::: RAW DATA

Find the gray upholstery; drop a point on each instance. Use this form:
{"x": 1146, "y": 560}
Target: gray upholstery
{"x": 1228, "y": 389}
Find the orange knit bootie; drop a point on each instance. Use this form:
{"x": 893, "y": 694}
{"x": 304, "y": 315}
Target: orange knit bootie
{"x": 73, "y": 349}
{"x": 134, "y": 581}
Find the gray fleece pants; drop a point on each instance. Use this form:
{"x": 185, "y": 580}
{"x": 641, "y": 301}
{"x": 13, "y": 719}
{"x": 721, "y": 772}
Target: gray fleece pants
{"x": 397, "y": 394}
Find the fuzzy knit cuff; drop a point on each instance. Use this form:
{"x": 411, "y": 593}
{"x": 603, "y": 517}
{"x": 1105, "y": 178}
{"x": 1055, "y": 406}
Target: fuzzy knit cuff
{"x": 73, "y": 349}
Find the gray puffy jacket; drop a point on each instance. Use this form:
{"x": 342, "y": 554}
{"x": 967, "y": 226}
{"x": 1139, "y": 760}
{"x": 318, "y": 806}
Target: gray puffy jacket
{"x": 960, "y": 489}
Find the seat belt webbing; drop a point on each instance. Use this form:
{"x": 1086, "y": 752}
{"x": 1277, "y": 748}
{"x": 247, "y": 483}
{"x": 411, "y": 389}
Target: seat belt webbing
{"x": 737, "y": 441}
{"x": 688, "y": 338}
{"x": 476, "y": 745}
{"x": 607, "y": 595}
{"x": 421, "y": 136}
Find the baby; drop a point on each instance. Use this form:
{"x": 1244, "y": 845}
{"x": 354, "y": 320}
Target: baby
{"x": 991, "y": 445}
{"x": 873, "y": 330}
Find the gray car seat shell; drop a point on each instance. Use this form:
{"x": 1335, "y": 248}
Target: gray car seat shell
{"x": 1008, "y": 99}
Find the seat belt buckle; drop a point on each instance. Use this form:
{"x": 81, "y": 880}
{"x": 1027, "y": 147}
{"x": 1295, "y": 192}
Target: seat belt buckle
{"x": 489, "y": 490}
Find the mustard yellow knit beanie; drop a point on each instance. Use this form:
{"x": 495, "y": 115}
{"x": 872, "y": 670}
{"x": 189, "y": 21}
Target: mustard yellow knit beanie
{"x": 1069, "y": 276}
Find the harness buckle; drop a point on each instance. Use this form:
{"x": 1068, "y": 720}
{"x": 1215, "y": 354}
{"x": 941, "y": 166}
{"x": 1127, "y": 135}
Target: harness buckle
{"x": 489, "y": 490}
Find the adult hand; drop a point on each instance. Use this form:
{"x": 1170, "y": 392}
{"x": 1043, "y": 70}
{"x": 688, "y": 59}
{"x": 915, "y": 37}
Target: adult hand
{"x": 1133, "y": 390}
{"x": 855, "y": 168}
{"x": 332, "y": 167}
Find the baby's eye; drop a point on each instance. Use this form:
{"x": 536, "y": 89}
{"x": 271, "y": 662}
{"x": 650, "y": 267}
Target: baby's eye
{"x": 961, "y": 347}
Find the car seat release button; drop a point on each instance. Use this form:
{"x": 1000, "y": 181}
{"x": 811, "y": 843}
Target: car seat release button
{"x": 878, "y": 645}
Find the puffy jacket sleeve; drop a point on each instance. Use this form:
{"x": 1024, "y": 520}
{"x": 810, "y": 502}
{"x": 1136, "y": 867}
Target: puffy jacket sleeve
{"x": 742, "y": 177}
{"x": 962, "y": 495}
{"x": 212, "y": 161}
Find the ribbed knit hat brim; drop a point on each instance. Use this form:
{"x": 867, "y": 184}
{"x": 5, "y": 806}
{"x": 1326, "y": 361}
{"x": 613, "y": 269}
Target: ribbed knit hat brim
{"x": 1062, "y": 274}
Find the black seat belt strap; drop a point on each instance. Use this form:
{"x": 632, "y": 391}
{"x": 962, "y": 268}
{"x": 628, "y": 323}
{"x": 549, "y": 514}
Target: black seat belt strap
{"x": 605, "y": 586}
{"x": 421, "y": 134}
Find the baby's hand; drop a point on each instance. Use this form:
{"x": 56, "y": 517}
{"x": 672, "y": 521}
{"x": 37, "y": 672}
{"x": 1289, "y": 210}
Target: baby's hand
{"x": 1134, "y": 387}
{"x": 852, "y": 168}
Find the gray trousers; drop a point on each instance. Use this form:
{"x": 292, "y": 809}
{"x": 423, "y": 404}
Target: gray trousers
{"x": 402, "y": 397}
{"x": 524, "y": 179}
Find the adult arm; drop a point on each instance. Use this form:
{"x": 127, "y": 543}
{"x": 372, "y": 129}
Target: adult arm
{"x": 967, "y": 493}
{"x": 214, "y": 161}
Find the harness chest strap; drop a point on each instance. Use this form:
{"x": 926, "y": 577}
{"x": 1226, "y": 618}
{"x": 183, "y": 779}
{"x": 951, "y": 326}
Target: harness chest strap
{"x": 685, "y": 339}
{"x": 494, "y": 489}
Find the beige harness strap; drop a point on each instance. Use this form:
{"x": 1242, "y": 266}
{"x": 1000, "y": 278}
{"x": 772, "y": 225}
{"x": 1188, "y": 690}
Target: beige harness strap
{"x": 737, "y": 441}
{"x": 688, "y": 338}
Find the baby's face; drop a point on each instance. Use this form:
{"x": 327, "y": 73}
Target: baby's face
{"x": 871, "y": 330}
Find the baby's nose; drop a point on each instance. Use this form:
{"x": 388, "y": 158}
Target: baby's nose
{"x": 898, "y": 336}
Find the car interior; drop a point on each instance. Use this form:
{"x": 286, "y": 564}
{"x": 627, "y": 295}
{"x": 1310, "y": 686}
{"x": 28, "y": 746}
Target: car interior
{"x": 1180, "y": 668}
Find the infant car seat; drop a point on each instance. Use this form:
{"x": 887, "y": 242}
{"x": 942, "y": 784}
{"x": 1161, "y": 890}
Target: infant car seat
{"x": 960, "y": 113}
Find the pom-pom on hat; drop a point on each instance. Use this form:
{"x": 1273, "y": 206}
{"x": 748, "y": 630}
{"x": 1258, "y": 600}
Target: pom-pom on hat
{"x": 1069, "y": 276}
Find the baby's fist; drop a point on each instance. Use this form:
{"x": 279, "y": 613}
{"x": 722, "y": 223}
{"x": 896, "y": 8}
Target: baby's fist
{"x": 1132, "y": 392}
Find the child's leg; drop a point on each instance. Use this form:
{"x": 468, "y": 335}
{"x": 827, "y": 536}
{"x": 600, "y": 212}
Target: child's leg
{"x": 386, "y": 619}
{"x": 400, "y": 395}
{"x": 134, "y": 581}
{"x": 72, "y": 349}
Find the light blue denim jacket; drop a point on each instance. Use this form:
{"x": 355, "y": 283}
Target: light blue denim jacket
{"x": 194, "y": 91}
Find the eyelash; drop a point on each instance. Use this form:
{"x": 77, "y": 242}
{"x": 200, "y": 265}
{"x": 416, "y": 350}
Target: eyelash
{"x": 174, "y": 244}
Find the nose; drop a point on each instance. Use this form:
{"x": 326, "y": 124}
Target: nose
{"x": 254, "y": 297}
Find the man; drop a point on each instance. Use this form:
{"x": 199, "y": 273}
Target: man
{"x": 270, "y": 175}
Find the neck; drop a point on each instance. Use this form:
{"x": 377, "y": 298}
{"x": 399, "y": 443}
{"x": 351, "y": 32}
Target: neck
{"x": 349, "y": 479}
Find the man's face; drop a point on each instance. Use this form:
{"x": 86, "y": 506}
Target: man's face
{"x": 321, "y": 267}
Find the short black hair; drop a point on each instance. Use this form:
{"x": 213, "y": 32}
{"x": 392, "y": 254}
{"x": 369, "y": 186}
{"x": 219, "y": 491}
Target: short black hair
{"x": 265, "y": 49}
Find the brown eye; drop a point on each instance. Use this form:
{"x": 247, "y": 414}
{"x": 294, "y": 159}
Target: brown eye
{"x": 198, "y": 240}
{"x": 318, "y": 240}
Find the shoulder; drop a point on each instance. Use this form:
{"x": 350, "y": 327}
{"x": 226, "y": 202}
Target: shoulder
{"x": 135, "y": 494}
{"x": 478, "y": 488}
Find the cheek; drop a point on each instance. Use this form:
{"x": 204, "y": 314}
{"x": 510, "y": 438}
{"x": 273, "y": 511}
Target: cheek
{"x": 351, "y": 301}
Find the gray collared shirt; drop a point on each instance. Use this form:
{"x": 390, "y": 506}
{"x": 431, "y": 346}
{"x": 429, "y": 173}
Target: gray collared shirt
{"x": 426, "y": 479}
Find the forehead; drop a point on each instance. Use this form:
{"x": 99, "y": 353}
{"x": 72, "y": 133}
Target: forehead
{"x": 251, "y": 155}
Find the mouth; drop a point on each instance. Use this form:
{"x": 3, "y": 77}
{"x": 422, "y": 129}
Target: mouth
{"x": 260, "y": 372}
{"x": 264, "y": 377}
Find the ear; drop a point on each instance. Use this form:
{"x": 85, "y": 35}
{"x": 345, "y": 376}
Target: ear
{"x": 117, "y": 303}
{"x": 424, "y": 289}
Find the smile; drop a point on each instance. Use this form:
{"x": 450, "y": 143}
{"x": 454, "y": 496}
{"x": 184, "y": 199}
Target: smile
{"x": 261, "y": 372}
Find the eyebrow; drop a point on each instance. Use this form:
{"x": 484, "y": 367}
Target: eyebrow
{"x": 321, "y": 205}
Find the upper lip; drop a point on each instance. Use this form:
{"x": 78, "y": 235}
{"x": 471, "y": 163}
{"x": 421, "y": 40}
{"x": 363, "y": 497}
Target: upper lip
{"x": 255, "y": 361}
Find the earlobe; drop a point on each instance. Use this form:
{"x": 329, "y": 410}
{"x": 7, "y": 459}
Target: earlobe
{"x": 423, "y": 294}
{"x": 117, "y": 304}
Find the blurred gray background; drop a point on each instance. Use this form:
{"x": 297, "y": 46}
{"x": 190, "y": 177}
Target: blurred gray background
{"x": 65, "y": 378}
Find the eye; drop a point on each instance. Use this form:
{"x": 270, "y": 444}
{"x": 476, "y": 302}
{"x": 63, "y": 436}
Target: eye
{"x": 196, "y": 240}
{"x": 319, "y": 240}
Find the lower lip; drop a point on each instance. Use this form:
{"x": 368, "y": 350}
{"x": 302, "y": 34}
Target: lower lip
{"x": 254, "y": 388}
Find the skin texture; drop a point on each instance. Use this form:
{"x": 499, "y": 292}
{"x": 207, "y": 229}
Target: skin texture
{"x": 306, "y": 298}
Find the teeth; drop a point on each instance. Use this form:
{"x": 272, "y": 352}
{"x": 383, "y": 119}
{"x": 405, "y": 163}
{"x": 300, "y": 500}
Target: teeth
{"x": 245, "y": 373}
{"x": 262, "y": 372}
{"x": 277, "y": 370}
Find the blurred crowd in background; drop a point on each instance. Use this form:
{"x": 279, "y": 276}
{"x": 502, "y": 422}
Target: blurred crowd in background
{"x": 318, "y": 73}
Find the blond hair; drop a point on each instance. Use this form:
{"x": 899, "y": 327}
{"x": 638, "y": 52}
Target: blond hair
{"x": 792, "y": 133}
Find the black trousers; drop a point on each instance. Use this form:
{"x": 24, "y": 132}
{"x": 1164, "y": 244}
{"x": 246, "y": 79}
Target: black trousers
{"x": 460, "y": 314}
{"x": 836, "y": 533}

::::::

Produce an exact repeat of the lines from the one containing "Find the blurred crowd" through the last line of the data, and nothing more.

RESULT OF THIS TASK:
Find the blurred crowd in background; drop a point on each instance. Use this form:
{"x": 279, "y": 276}
{"x": 502, "y": 422}
Target: blurred crowd in background
{"x": 318, "y": 73}
Find the blond hair; drop a point on each instance. Use this form:
{"x": 899, "y": 327}
{"x": 638, "y": 52}
Target: blond hair
{"x": 792, "y": 133}
Find the black trousers; drop a point on each instance. Use this form:
{"x": 24, "y": 132}
{"x": 1164, "y": 244}
{"x": 246, "y": 79}
Target: black trousers
{"x": 460, "y": 314}
{"x": 836, "y": 533}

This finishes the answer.